TEXTE PROPOSÉ:
********************

Faire tenir ensemble les composantes du mode projet

La notion de « glue work » est forgée par l’ingénieure Tanya Reilly dans une note de blog intitulée « being glue ». Dans un texte savoureusement ironique assorti de pastilles visuelles bien senties, elle décrit un paradoxe du travail en équipe. Chacun·e apporte sa contribution, en mettant en œuvre son expertise et ses savoir-faire techniques. Mais encore faut-il mettre du liant dans le projet pour qu’il soit mené dans de bonnes conditions, que les délais soient tenus et que l’ensemble soit cohérent. Il faut donc que quelqu’un·e suive les plannings, relance les retardataires, vérifie le contenu des contributions, planifie les temps d’échange, corrige ou fasse corriger les erreurs, ménage les personnalités des un·es et des autres, réponde aux questions, fasse monter à bord les éventuelles ressources complémentaires etc.

********************

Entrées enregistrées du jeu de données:
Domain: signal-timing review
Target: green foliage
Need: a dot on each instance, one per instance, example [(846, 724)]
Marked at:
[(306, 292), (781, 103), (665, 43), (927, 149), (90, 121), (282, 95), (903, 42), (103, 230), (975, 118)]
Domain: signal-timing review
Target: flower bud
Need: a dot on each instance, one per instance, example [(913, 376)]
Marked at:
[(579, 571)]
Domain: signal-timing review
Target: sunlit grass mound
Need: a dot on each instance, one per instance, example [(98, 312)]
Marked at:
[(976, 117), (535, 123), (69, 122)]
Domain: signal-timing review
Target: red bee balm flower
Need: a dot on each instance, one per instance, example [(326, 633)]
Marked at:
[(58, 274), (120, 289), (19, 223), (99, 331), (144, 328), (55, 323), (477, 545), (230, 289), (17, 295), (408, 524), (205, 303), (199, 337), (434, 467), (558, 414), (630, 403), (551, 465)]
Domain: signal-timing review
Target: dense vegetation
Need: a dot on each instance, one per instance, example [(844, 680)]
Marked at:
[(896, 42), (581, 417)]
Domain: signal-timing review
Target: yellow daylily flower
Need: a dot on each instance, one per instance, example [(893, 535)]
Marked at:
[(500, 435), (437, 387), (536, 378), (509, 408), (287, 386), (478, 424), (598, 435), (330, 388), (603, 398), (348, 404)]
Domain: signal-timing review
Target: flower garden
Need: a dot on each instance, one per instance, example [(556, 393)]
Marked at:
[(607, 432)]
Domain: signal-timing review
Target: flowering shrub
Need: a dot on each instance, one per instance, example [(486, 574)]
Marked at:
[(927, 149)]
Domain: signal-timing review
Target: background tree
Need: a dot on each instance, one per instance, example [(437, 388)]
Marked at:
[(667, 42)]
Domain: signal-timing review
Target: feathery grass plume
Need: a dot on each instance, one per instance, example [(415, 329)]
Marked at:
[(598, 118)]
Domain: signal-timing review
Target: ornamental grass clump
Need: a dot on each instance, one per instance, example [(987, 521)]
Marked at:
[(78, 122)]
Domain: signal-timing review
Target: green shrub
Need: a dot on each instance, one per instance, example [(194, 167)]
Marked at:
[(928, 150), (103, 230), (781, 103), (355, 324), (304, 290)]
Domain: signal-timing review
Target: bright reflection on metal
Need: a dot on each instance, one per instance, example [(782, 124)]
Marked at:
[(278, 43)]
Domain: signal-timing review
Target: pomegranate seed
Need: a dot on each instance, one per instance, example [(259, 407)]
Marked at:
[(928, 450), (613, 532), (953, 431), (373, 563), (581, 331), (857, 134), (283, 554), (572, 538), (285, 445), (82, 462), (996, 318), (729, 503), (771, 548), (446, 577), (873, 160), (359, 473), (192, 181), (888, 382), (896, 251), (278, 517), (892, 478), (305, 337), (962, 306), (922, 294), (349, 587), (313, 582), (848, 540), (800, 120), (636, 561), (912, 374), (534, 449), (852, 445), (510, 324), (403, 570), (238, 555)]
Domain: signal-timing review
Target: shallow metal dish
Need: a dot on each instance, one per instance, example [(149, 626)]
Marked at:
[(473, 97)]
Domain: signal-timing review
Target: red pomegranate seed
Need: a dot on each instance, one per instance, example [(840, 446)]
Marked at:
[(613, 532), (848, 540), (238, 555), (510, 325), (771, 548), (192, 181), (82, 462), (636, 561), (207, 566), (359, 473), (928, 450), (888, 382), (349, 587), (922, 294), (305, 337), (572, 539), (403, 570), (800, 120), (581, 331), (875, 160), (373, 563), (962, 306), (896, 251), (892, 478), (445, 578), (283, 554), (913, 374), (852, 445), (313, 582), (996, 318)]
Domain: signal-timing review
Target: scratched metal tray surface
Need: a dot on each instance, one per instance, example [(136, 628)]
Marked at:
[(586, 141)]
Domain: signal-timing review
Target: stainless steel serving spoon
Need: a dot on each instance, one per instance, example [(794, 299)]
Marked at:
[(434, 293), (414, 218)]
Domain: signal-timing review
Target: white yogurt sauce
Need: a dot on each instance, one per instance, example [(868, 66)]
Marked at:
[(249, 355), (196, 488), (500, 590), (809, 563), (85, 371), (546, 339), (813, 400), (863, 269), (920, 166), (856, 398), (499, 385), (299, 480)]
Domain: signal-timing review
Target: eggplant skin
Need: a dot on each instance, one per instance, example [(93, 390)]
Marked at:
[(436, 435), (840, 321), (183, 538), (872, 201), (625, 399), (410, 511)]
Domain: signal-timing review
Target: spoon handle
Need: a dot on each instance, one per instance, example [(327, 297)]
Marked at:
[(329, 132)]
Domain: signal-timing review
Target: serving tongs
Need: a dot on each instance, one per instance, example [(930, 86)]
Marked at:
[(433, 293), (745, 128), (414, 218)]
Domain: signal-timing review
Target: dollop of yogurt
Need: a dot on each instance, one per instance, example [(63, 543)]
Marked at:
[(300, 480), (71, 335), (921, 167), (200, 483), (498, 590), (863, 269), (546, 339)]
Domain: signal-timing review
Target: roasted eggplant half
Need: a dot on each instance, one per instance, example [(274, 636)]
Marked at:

********************

CONSIGNE: Poursuivez le texte sur le « glue work » présenté plus haut, en reprenant juste après sa dernière phrase.

CORRIGÉ:
Bon, c’est normalement le boulot du/de la chef·fe de projet. Enfin, s’il y en a un·e. Et si cette personne n’a pas tendance à considérer que le mot qui compte, c’est davantage « chef·fe » que « projet ». Or, à l’heure où l’on valorise les « experts » et où l’on choie les « talents », il en est qui seraient assez volontiers partant·es pour prendre la casquette de leader mais ne se voient pas effectuer toutes ces tâches, de surcroît lourdes en charge mentale, qu’iels verraient plutôt exécutées par un·e super-assistant·e. Sauf que l’espèce « super-assistant·e » est en voie de disparition, en particulier dans les organisations qui fonctionnent en mode projet. Alors, il faut bien que quelqu’un·e s’y colle à ce boulot de faire tenir ensemble les composantes du travail collectif. Et qui donc ? Le/la plus perfectionniste ? Le/la plus attaché·e à la cohésion d’équipe ? Le/la moins doué·e pour imposer sa stature d’expert·e ? Le/la plus pragmatique qui sait que si on ne serre pas les boulons entre les plaques, l’édifice n’a aucune chance de tenir ? Le/la plus ancien·ne qui a la connaissance de toute la chaîne de valeur et l’expérience des erreurs du passé et qui sait donc que la réussite d’un projet, ça tient à la coordination des acteurs et au ficelage des détails ? Le/la plus récent·e dans l’équipe pour qu’iel fasse ses classes ?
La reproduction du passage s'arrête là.